== Task inputs

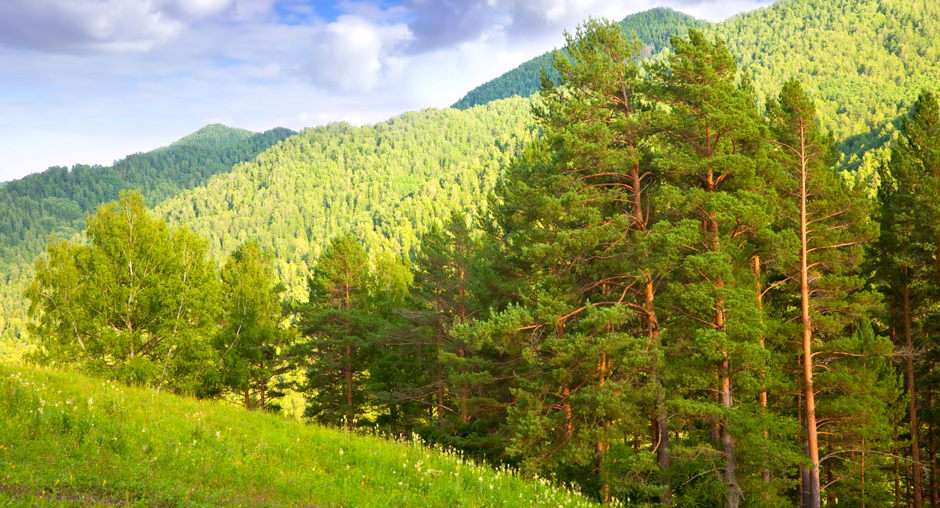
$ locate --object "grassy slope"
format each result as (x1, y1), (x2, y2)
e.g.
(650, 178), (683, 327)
(0, 364), (599, 508)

====

— Task to carry out —
Make an exact copy of the records above. Keep out every picture.

— Response area —
$ locate --object "grassy slope"
format each result as (x1, y1), (x2, y2)
e.g.
(650, 178), (683, 327)
(0, 364), (599, 508)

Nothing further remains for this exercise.